Rob Oakes
Mar 31, 2020

Modeling Data With NumPy: Tabulated/Structured Data

The simplest form of information encountered in many types of data analytics is that of "tabulated" or structured data. This is the type of information that is found sitting in a spreadsheet, a structured file (like comma-separated values or CSV), or in a database. It usually has a "schema" that describes names of columns, their values, what type of data they represent (string, number, boolean, date/time, and so forth), and what they mean.

Tabulated data usually follows a set of rules:

  • Tables typically contain one row per sample (or record).
  • Columns contain one piece of information about a metric of interest (variable)
    • The values encoded in the columns have numerical values or labels.
    • It is possible for rows to be related to one another, or to otherwise be part of a "time series."

Within Python, tabulated data is often analyzed using Pandas or Spark. This is because both higher-level libraries provide support for more sophisticated structures such as date times and re-encoding strings to categorical relationships. Even so, there can be value in loading and working with tabulated data directly in NumPy.

Data that will be part of machine learning workflows, for example, often needs to be encoded directly to numerical values and represented with lower-level structures before it can be used to create models. Using NumPy and directly managing the loading and cleaning process provides direct control, which may be beneficial when combining tabulated data with other complex data features such as image data.

In this article, we'll look at an example of how to fetch and load structured text data from a remote website and load it to a NumPy array via the genfromtxt method. We will then look at how to ensure that the data imported correctly and inspect the resulting array for missing values.

This is Part 2 in a larger series showing how NumPy can be used to model data for machine learning and other types of analytics. If you have not already done so, check out Part 1, which provides an overview of NumPy and shows how to work with image data. A Jupyter notebook with the code in the article can be downloaded here. A Docker environment with NumPy, Pandas, and other dependencies needed can be found here.

## Objective a
Which NumPy method does the NumPy article use to load the structured text data into an array?

## Working data
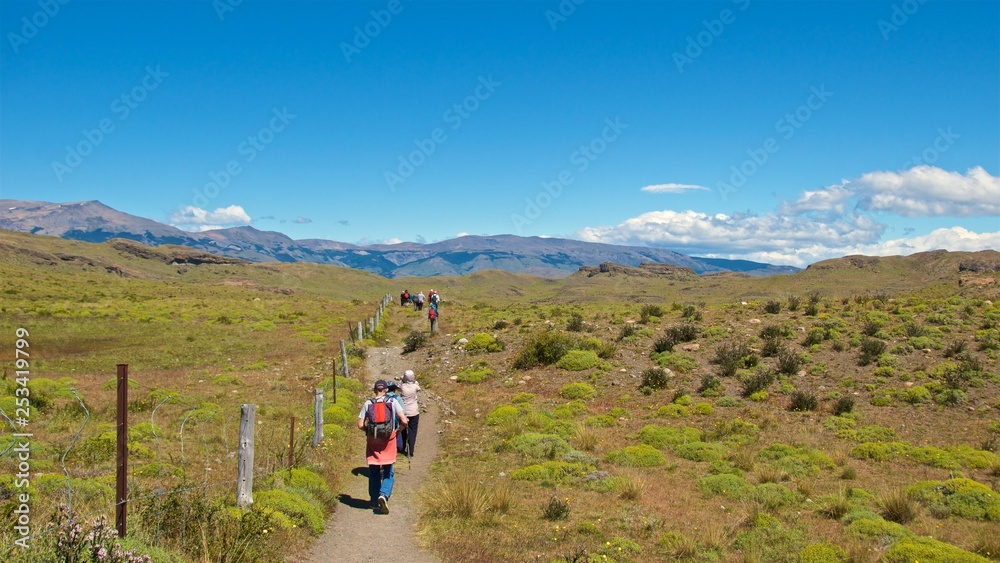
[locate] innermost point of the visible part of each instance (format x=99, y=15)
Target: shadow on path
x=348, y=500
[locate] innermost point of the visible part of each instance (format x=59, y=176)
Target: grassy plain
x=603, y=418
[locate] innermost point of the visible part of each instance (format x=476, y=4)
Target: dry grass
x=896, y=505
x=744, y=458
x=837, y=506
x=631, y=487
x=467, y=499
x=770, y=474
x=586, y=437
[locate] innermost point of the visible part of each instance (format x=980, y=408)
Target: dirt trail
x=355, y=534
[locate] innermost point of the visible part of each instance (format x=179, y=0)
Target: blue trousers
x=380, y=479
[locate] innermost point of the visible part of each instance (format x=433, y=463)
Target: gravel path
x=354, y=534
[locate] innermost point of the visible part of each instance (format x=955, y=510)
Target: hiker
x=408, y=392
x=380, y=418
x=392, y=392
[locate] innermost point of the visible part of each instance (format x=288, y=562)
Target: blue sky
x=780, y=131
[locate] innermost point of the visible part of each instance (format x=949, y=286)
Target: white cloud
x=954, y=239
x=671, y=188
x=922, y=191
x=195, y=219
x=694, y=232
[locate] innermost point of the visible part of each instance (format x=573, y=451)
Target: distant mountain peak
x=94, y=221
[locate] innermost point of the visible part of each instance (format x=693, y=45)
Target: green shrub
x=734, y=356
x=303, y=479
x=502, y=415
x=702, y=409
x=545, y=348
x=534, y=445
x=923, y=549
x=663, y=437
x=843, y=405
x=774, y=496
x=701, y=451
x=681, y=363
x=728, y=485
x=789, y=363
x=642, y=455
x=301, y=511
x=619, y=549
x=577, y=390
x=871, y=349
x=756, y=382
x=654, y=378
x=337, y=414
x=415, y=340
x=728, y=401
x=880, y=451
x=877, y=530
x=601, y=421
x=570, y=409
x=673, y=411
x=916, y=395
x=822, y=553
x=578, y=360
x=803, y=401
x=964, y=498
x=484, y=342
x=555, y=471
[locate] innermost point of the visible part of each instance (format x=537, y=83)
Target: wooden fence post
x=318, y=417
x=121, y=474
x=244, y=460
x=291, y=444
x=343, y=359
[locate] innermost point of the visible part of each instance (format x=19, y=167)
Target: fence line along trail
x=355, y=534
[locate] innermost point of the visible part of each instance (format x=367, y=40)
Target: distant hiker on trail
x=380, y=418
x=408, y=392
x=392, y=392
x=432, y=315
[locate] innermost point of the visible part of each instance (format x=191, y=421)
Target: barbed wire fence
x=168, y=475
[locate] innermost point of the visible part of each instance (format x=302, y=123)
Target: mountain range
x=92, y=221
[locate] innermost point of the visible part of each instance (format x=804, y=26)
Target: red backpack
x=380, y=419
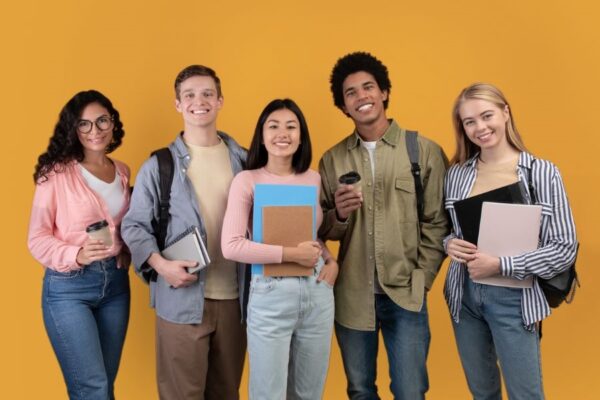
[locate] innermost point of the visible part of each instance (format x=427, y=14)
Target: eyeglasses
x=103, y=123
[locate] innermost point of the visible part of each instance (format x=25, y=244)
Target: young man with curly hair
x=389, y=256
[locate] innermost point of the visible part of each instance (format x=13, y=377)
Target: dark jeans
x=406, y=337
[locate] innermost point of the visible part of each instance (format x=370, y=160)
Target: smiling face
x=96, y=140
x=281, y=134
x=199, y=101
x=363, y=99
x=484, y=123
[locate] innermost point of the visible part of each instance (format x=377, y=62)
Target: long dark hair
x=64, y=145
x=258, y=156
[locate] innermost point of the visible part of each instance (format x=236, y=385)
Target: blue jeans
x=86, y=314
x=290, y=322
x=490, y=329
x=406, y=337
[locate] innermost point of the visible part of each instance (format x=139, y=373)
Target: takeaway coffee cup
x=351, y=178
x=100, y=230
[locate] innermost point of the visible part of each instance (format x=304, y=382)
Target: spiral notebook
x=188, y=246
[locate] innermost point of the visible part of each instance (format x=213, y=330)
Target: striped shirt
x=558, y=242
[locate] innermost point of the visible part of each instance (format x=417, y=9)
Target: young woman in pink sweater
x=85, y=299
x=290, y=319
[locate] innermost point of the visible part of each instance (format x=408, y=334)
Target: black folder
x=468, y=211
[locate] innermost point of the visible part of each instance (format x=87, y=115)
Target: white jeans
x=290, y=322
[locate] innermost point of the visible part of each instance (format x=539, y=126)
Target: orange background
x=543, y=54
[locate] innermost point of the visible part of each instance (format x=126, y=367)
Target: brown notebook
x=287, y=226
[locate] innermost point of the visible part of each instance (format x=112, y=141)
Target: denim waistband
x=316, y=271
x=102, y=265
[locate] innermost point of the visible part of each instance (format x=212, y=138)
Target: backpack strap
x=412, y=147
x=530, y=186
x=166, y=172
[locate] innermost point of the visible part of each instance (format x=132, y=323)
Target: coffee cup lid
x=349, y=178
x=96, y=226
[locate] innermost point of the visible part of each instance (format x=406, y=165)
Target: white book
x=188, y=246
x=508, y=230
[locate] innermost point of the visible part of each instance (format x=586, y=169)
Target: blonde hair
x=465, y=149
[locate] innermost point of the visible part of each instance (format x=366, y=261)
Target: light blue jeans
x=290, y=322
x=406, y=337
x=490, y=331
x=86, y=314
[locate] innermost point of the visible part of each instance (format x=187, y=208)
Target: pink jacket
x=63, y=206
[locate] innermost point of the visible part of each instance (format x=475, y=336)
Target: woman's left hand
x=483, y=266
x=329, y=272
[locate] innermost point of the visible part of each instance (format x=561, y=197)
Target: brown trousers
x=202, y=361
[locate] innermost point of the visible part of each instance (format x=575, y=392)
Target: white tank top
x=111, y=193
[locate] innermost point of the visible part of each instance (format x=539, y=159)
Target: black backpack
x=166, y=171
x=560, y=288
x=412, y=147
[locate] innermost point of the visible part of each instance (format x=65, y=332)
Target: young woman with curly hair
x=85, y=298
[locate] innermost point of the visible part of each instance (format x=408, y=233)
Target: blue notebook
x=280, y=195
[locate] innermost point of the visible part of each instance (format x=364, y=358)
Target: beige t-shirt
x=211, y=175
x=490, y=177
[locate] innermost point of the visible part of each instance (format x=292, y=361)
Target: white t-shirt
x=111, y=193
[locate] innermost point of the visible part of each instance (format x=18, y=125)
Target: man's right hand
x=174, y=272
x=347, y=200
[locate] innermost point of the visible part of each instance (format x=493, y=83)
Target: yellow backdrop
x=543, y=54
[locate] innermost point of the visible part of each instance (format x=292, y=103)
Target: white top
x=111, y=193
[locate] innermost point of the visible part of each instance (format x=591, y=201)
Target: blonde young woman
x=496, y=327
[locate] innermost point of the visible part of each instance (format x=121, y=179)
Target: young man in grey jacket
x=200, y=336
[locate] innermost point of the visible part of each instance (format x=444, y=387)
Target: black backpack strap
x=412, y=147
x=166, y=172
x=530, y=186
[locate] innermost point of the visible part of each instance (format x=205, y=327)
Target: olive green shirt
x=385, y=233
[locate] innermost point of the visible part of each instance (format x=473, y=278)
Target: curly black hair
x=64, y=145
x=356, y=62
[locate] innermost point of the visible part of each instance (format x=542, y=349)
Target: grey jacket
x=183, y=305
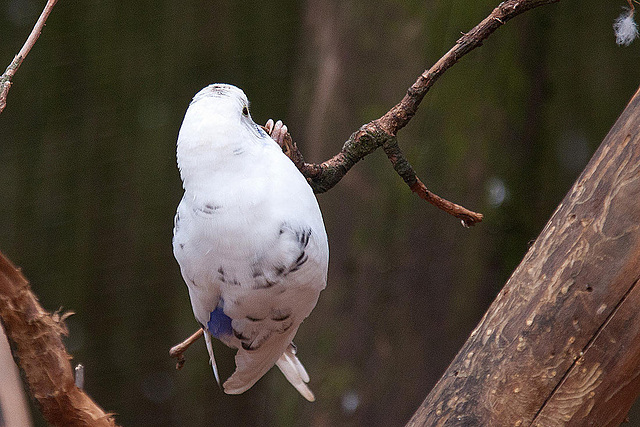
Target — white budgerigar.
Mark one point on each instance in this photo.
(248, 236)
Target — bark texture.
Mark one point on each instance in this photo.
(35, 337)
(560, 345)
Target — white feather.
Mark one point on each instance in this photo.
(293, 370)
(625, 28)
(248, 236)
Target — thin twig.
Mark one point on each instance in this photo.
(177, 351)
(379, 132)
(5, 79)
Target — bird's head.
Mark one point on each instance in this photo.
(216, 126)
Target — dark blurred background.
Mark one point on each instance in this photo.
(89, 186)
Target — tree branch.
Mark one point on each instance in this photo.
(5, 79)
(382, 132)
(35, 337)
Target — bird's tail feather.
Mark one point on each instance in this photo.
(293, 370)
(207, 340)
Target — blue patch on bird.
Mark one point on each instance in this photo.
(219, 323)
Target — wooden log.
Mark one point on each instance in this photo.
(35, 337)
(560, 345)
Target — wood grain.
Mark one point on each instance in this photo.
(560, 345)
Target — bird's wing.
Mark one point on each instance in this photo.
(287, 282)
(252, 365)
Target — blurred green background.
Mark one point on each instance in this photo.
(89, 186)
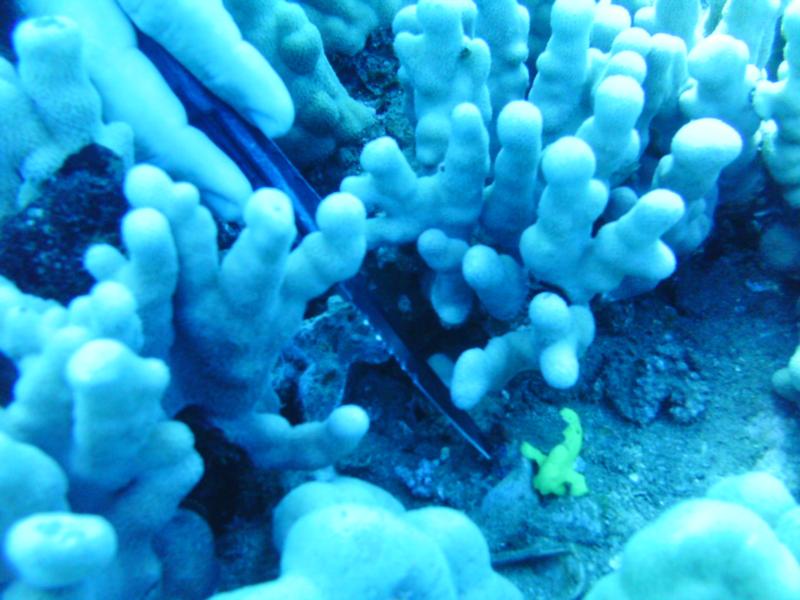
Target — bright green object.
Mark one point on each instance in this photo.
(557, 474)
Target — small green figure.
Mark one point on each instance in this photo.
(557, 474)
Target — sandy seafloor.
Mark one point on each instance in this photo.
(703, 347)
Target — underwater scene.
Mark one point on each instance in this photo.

## Objective b
Put the entries from their start up to and including the line with "x=586, y=437" into a Markdown table with the columns Row and Line, giving each line a row number and leaving out blank lines and the pictures.

## Full answer a
The genfromtxt method.

## Full answer b
| Row | Line |
|---|---|
| 1 | [locate] innermost point of the visible part of each instance (format x=99, y=15) |
| 2 | Target: shadow on path |
| 3 | x=348, y=500 |
| 4 | [locate] innermost point of the visible part of each instance (format x=59, y=176) |
| 5 | Target: grassy plain |
| 6 | x=603, y=418 |
| 7 | [locate] innermost point of the visible part of each instance (format x=476, y=4) |
| 8 | Target: dry grass |
| 9 | x=896, y=505 |
| 10 | x=744, y=458 |
| 11 | x=837, y=506 |
| 12 | x=631, y=487 |
| 13 | x=467, y=499 |
| 14 | x=770, y=474 |
| 15 | x=586, y=437 |